DATASET EXTRACT -
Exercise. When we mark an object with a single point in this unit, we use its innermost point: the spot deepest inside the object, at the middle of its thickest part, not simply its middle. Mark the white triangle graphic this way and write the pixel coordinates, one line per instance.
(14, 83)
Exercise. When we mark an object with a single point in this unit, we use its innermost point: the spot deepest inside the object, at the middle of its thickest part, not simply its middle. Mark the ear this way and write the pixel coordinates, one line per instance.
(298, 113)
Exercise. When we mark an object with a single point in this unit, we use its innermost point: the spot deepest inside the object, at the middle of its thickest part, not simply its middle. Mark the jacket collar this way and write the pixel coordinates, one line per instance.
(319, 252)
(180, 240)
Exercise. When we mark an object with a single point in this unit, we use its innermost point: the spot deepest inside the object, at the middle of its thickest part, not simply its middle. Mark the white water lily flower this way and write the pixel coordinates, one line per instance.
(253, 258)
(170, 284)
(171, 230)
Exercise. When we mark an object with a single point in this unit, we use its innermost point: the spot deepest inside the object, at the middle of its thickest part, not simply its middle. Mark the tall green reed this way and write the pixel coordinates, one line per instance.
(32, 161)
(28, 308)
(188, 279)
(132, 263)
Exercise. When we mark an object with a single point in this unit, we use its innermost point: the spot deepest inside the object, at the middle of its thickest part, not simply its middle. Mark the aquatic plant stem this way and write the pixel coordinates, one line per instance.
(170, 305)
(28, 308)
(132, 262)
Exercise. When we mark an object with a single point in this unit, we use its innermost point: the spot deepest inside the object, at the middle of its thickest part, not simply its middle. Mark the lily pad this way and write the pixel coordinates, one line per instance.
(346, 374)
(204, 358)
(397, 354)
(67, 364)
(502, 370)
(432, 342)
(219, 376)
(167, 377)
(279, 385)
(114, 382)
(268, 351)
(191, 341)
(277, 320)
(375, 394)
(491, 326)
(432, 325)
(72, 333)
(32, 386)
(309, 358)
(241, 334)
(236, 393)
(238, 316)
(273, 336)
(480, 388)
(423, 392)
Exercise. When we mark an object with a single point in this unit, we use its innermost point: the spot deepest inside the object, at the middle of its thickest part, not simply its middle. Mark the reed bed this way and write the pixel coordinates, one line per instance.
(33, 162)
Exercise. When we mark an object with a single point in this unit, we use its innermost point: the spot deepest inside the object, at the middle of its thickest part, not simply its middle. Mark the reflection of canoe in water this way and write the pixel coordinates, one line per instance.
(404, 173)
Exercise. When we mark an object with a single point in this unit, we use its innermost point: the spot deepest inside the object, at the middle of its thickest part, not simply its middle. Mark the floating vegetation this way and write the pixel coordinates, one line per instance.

PROBLEM TO WORK ON - Render every line of the data above as a Markdown table, skipping blank lines, with the columns "Row" and "Data line".

ANSWER TO THE TASK -
| Row | Data line |
|---|---|
| 1 | Exercise. When we mark an object with a single point in this unit, we use its innermost point: the spot deepest inside the object, at the middle of its thickest part, not simply its middle. Mark the white triangle graphic this way and write the pixel coordinates, one line per instance. |
| 2 | (14, 83) |
| 3 | Exercise. When we mark an object with a single point in this unit, we use its innermost point: the spot deepest inside the object, at the middle of its thickest part, not simply its middle. Mark the ear this way and write the pixel coordinates, one line per instance. |
| 4 | (298, 113) |
| 5 | Exercise. When we mark an object with a single point in this unit, we use its innermost point: the spot deepest inside the object, at the middle of its thickest part, not simply its middle. Mark the jacket collar this way and write the pixel coordinates, one line per instance. |
| 6 | (319, 252) |
| 7 | (180, 240) |
| 8 | Exercise. When we mark an object with a single point in this unit, we use its innermost point: the spot deepest inside the object, at the middle of its thickest part, not simply its middle. Mark the white water lily flower this way and write the pixel coordinates, one line per instance. |
| 9 | (253, 258) |
| 10 | (170, 284) |
| 11 | (171, 230) |
| 12 | Exercise. When we mark an object with a single point in this unit, we use its innermost point: the spot deepest inside the object, at the middle of its thickest part, not simply its middle. Mark the tall green reed this way and write the pixel coordinates, one line per instance. |
| 13 | (32, 161) |
| 14 | (28, 308) |
| 15 | (188, 279) |
| 16 | (132, 263) |
| 17 | Exercise. When we mark an object with a single point in this unit, we use its innermost point: the spot deepest inside the object, at the middle of its thickest part, not simply its middle. Mark the aquatic plant stem this way and write the pixel coordinates, one line per instance. |
| 18 | (170, 305) |
| 19 | (28, 308) |
| 20 | (132, 262) |
| 21 | Exercise. When we mark an object with a single point in this unit, we use its innermost point: the spot deepest inside the object, at the middle of its thickest part, not simply its middle. Mark the lily pad this way and write the pixel coordinates, one line per instance. |
| 22 | (346, 374) |
| 23 | (204, 358) |
| 24 | (397, 354) |
| 25 | (67, 364) |
| 26 | (502, 370) |
| 27 | (432, 342) |
| 28 | (219, 376) |
| 29 | (167, 377) |
| 30 | (279, 385) |
| 31 | (114, 382) |
| 32 | (268, 351) |
| 33 | (191, 341) |
| 34 | (277, 320) |
| 35 | (375, 394) |
| 36 | (491, 326) |
| 37 | (432, 325) |
| 38 | (72, 333) |
| 39 | (32, 386) |
| 40 | (309, 358) |
| 41 | (241, 334) |
| 42 | (236, 393) |
| 43 | (238, 316) |
| 44 | (273, 336) |
| 45 | (480, 388) |
| 46 | (423, 392) |
| 47 | Exercise. When we mark an object with a single point in this unit, we use its innermost point: the spot deepest inside the object, at the middle of its thickest part, not simply its middle. Mark the reed bed this way and write the pixel coordinates, one line per instance. |
| 48 | (33, 162) |
| 49 | Exercise. When we mark an object with a single point in this unit, we use its innermost point: the spot deepest inside the object, at the middle of its thickest part, not simply its middle. Mark the reflection of canoe in water this way and write the pixel coordinates, one line per instance. |
| 50 | (404, 173) |
| 51 | Exercise. When we mark an object with a single point in this unit, we use its innermost point: the spot deepest inside the object, at the middle of its thickest part, not simply its middle. Mark the floating vegetation this way and write the pixel coordinates, one line per instance. |